(Dataset entries)
--

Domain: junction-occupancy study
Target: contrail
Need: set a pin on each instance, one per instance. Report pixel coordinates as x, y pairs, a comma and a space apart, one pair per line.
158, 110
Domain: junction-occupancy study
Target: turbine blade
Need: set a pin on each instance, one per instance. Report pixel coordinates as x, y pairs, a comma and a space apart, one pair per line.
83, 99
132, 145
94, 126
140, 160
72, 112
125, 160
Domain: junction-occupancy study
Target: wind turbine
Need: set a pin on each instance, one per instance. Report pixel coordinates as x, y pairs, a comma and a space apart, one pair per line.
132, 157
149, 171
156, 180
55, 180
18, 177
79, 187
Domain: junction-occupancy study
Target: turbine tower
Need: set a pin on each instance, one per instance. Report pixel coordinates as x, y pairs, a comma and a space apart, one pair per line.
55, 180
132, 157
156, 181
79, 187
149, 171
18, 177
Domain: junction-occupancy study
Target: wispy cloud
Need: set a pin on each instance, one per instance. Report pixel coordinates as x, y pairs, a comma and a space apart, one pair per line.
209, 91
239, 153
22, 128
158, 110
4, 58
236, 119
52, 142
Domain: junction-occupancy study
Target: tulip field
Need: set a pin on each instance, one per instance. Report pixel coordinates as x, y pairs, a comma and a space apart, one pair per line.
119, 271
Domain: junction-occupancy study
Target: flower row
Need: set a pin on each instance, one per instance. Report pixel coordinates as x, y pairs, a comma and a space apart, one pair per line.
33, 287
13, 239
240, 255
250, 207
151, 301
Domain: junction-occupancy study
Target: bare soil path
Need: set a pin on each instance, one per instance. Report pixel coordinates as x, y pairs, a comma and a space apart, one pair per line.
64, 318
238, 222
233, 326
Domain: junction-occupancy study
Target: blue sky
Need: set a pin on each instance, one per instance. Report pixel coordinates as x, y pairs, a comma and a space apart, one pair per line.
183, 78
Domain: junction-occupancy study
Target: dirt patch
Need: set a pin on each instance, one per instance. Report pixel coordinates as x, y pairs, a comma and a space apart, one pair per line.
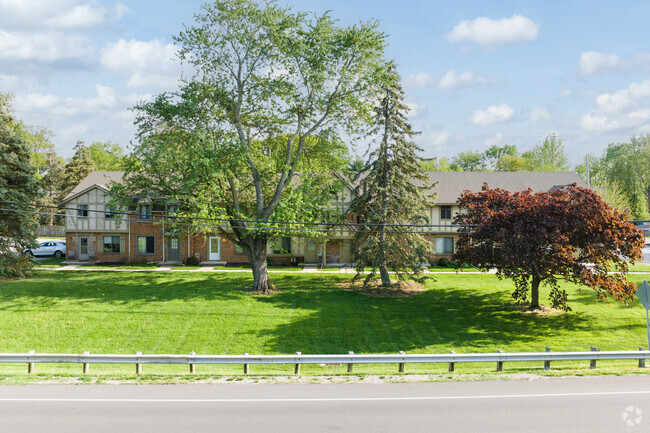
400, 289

--

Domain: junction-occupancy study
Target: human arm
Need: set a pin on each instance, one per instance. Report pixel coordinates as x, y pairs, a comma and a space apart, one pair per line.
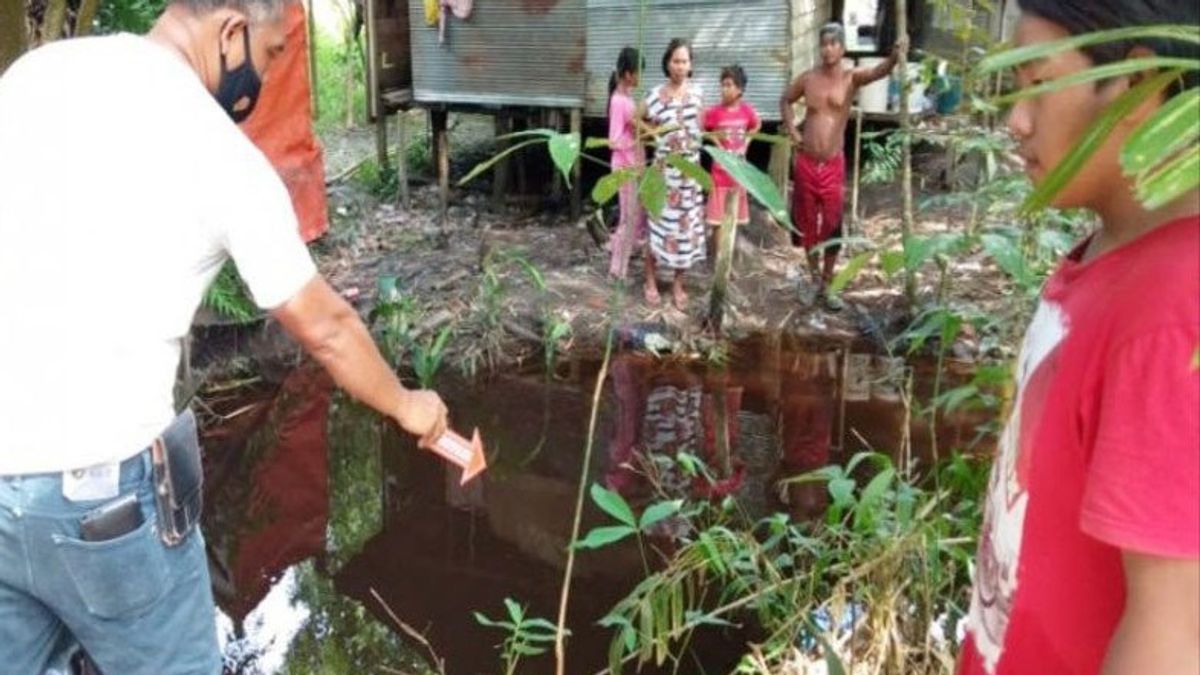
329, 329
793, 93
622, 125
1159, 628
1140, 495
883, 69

--

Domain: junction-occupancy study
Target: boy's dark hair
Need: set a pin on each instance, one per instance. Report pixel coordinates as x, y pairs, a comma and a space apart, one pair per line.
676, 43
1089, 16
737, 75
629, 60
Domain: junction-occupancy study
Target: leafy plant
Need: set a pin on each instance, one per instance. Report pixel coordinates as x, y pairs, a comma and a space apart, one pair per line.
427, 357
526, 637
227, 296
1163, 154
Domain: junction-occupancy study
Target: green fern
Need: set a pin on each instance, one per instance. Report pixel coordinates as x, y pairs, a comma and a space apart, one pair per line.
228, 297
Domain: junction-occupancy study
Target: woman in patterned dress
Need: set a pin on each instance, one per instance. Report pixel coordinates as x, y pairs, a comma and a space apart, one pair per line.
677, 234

--

▸ **Assignment**
Tell me how many lines in the records above include the word "turbine"; the number is all that is needed.

▸ **Worked solution**
3